**OBJECTIVE**:
Update the listing below by putting "white hair" wherever "gray hair" appears, keeping every other line unchanged and leaving out the pictures.

---+---

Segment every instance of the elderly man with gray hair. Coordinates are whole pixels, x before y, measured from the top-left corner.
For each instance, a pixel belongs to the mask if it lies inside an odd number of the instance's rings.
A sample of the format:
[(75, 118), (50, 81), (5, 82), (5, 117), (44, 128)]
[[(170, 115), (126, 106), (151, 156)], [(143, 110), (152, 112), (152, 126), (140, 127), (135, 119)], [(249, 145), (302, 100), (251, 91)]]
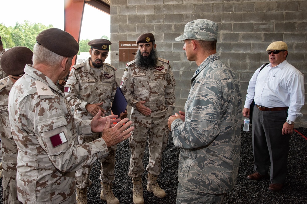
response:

---+---

**THE ANSWER**:
Segment every instance of the elderly man with white hair. Coordinates are whole pixels, x before y, measured from the top-left corner.
For each instance, a pixel belongs to the mask if it lies inside an odd number of the instance's rings.
A sample of the format:
[(75, 118), (50, 81), (5, 82), (5, 117), (44, 128)]
[[(170, 115), (126, 106), (151, 156)], [(143, 110), (152, 112), (152, 126), (140, 127), (135, 119)], [(249, 145), (302, 100), (251, 91)]]
response:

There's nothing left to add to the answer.